■ **Your goal**
Pick up the article on combining EDEM with romAI after its last sentence and continue it.

■ **Selected text**
::::
Combining EDEM with romAI-An efficient approach to process, product, and workflow optimization
Altair Employee1.0 Introduction
Discrete Element Method (DEM) simulations offer excellent insights into bulk material behavior under various operating conditions and find application in many industries like pharmaceuticals, agriculture, construction and mining, etc.
Explore EDEM applications through webinars
However, such high-fidelity simulations are accompanied by significant computation expenses. romAI offers a robust way to address this challenge through concepts from Reduced Order Modeling (ROM) and Artificial Intelligence (AI). A generic workflow for EDEM-romAI is highlighted in Figure 1. The central idea is to use a physics-based solver to generate training data for a physics-informed neural network.
Figure 1: Generic workflow of combining EDEM and romAI for optimization
2.0 Process Optimization
Process optimization aims to evaluate the correct set of parameter combinations that either minimizes, maximizes, or establishes a reasonable trade-off between various KPIs. The use of EDEM to carry out these iterations can be computationally expensive. Therefore, the approach here is to use a limited number of EDEM runs to create training data for romAI. Once the romAI model is trained and tested, it can be leveraged to sweep across the parameter space to arrive intelligently at an optimal.
This parameter sweep contains far more parameter combinations than the original training data, and thanks to the romAI data driven approach, predicting the response is significantly faster than a physics-based counterpart.
The following are a few examples highlighting such a workflow.
2.1 Design of wheel loader components
A wheel loader is an earth-mover equipment that interacts with bulk materials through a front-mounted bucket. This bucket is maneuvered through hydraulic actuators, allowing for the transport of bulk materials. During service, several components of the wheel loader are subjected to high stresses. This study demonstrates that with a limited number of training runs (generated through coupled EDEM-MotionSolve simulation), a romAI model could be trained with sufficiently high accuracy, which could predict the stress values in the critical components under various sets of handling maneuvers of the front bucket.
Further Details
(1) Using AI and EDEM in Machinery Design: Webinar
(2) How to speed-up DEM simulations leveraging Artificial Intelligence
2.2 Blending of Pharmaceutical Powders
Blending is a key unit operation in the pharmaceutical industry. Ingredients such as excipients and Active Pharmaceutical Ingredients (APIs) are introduced into a bin blender at specified mass fractions and mixed through vessel rotation. This study considers the blender's fill occupancy, axis of rotation, and rotational speed as inputs and monitors the time evolution of the Segregation Index as output.
Using nine EDEM runs as training data, the romAI model was created to sweep across the parameter space to search for an optimal. While the training runs from EDEM take 'days' to complete, romAI predicts the results in a matter of 'seconds.' This allows for the conceptualization of digital twins for real-time prediction of KPIs.
::::
■ **Extracted entries**
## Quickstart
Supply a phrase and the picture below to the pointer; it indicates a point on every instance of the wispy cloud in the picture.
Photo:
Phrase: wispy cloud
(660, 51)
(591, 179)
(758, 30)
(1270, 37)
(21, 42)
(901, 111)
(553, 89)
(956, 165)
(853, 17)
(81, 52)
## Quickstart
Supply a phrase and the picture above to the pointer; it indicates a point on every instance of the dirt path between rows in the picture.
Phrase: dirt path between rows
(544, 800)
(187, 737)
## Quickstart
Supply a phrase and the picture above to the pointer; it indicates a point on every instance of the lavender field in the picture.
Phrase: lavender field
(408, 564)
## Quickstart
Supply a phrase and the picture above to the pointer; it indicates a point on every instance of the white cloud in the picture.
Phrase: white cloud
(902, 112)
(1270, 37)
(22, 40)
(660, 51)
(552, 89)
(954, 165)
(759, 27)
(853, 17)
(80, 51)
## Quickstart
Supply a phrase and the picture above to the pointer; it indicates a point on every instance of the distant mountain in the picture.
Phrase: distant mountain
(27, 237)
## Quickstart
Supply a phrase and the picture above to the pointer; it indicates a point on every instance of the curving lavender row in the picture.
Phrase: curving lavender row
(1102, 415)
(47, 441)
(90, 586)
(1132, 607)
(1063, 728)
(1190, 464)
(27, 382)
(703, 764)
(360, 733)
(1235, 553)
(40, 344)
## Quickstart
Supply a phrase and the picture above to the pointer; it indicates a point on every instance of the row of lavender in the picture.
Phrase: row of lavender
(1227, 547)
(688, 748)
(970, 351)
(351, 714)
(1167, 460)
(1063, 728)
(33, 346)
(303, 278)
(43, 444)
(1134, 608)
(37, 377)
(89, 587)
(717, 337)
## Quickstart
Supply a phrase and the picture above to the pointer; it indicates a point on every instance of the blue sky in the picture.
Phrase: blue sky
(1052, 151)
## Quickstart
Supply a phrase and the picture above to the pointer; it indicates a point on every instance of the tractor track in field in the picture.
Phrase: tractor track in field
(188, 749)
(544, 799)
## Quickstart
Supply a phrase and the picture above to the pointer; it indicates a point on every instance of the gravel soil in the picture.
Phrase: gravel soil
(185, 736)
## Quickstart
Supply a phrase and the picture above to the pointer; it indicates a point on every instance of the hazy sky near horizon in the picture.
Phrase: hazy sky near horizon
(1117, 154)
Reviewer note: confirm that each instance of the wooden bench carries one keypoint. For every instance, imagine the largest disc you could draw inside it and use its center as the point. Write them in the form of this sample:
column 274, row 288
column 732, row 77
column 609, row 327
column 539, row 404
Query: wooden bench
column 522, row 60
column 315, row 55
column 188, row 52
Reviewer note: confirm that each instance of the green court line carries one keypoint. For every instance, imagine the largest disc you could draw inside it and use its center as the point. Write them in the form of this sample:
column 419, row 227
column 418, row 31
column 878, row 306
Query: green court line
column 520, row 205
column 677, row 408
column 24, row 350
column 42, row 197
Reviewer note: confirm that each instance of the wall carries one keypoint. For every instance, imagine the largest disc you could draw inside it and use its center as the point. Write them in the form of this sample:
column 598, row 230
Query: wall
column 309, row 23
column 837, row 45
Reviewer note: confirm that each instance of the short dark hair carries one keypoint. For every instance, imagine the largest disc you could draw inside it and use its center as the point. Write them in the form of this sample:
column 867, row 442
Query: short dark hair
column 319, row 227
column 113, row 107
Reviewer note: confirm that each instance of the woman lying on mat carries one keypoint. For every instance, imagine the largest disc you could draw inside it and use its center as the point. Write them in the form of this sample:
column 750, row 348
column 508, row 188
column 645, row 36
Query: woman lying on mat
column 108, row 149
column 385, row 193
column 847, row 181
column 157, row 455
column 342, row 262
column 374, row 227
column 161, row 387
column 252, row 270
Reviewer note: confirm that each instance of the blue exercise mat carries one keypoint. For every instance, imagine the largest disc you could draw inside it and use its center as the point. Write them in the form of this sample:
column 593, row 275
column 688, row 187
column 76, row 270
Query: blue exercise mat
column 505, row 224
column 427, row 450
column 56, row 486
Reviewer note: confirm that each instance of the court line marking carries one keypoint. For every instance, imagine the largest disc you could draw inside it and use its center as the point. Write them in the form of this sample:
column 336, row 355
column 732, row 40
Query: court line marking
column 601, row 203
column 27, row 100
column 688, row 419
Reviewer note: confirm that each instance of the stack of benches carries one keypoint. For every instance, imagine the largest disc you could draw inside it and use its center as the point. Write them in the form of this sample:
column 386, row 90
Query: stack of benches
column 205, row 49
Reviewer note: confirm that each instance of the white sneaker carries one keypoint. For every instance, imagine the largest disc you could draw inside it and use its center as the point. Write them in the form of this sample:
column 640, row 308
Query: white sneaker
::::
■ **Result below**
Further Details
1. Combining AI and Simulation for efficient bulk solids handling optimization
2. Digital Twins of Oral Solid Dose (OSD) Manufacturing Process Development and Deployment
3.0 Efficient Material Model Calibration in DEM
Material model calibration involves a calibration test (experiment), followed by recreating the test results in a similar (or equivalent) DEM simulation. This recreation of results is achieved through iterating material interaction parameters. The objective is to evaluate these parameters that best match the simulation response to the experimental results.
A romAI model can be implemented here to sweep across several combinations of material interaction parameters, suggesting the ones that best match the simulation response to the experiment. The following article considers an FT4 Rheometer test as an example to highlight the workflow. The response of the test is the temporal evolution of force and torque curves, as experienced by the Rheometer blade, at different combinations of friction coefficients.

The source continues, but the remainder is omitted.